Action item => Find the string "ceiling" in the records and copy each line where it occurs.

(Natural language region descriptions)
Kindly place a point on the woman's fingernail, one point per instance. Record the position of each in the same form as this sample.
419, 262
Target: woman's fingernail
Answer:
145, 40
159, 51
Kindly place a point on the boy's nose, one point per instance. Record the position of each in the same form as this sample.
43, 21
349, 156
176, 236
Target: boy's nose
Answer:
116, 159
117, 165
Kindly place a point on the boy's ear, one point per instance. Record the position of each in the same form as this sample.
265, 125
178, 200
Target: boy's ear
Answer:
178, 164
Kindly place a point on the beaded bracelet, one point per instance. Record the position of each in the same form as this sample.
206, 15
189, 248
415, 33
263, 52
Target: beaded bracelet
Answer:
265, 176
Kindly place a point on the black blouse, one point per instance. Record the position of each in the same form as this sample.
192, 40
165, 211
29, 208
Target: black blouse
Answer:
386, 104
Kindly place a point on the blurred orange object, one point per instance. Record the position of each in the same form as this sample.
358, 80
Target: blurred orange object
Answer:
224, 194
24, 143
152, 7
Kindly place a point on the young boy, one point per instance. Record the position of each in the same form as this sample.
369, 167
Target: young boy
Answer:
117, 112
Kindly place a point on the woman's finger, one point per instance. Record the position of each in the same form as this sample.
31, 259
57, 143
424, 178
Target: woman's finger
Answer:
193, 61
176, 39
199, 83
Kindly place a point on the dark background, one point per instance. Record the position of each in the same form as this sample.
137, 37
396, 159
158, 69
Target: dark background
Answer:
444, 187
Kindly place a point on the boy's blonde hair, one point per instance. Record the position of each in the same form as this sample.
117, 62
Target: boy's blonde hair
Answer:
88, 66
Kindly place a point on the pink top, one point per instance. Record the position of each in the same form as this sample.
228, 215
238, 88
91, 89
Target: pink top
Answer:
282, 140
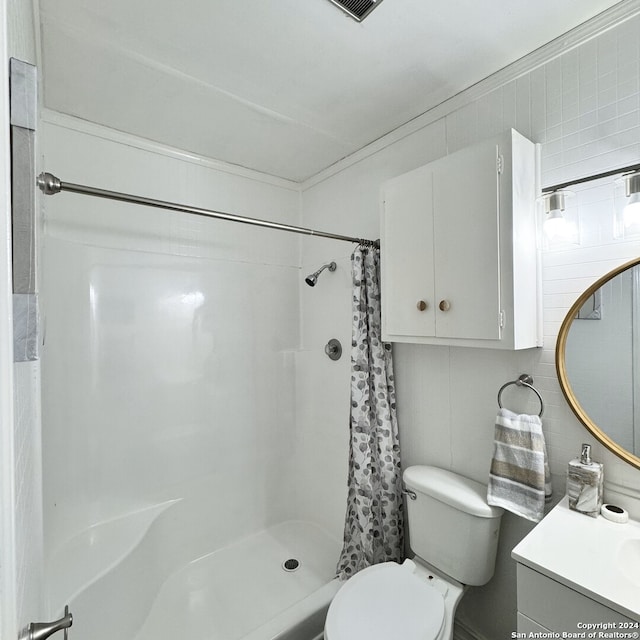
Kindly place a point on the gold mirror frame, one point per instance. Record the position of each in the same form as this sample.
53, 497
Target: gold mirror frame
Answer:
561, 369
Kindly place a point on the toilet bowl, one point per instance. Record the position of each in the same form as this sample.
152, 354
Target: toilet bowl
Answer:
454, 536
391, 600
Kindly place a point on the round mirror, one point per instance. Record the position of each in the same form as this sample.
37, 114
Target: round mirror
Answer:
598, 360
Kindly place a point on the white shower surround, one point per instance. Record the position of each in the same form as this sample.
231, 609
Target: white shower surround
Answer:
169, 392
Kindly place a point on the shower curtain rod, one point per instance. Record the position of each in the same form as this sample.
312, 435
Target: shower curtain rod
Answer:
50, 185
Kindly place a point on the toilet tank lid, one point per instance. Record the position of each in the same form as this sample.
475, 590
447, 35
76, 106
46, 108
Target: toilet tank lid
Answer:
455, 490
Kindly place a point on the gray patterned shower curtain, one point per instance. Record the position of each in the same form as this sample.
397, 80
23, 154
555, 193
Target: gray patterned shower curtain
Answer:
374, 523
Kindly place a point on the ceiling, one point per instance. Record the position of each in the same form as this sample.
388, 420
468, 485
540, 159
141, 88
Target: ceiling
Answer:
286, 87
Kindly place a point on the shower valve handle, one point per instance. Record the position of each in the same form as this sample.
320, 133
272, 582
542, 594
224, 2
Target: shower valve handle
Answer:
42, 630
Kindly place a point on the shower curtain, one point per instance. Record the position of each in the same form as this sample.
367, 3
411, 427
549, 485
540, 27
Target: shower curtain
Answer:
374, 523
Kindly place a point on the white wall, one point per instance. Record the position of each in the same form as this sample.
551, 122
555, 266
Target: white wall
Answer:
27, 478
584, 109
168, 365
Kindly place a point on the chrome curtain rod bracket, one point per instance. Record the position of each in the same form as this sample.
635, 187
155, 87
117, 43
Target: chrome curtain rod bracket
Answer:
50, 185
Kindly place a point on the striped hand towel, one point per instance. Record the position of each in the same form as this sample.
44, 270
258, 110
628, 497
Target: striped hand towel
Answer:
519, 479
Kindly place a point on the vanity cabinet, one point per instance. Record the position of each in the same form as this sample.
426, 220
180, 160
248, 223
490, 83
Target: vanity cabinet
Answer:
459, 252
547, 605
574, 571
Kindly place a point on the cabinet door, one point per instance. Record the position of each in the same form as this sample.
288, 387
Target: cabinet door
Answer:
407, 235
466, 249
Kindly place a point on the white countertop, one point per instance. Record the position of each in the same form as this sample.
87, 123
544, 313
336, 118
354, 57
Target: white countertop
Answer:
594, 556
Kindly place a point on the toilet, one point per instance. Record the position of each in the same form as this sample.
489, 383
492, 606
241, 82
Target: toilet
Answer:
453, 533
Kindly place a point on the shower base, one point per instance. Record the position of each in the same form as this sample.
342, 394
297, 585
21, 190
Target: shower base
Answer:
244, 592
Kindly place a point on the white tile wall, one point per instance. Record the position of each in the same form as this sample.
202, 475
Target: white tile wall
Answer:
584, 109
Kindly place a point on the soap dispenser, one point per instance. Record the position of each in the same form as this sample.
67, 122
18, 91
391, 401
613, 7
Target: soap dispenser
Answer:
585, 483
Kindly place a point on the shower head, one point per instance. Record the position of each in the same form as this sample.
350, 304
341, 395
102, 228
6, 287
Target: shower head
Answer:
313, 278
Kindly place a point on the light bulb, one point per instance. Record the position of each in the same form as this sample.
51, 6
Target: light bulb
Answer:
631, 212
555, 226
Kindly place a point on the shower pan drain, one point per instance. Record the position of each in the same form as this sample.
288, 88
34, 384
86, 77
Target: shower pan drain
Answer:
291, 564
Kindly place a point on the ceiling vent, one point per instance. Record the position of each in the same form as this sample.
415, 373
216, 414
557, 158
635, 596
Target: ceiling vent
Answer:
357, 9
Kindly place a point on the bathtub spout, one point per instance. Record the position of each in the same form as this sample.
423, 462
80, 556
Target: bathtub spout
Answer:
42, 630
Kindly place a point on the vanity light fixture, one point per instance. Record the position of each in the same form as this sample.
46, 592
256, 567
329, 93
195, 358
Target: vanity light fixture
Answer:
555, 224
631, 176
631, 213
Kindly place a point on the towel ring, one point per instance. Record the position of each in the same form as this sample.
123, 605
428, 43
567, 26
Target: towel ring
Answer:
525, 380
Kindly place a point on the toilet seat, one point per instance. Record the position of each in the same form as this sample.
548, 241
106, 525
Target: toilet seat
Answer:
385, 601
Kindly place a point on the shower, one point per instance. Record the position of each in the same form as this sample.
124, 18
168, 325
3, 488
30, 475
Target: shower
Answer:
313, 278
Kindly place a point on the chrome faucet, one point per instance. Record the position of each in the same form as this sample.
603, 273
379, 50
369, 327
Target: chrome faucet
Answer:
42, 630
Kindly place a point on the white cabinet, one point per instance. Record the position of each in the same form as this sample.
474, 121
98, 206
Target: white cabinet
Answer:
547, 605
459, 257
575, 571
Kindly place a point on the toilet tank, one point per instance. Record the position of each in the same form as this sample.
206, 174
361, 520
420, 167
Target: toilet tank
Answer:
451, 526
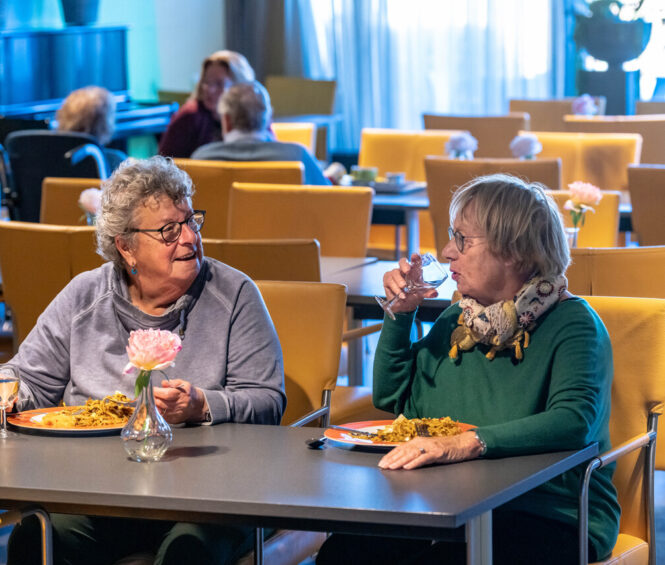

Solved problem =>
Kindly place a point on the ceiling, one point per instance. Record the position of each in the same form as this sample.
Target: ceiling
Kindly place a point on the ceiling vent, one point per instance. Record the position of each in the same form as this sample.
Target: ceiling vent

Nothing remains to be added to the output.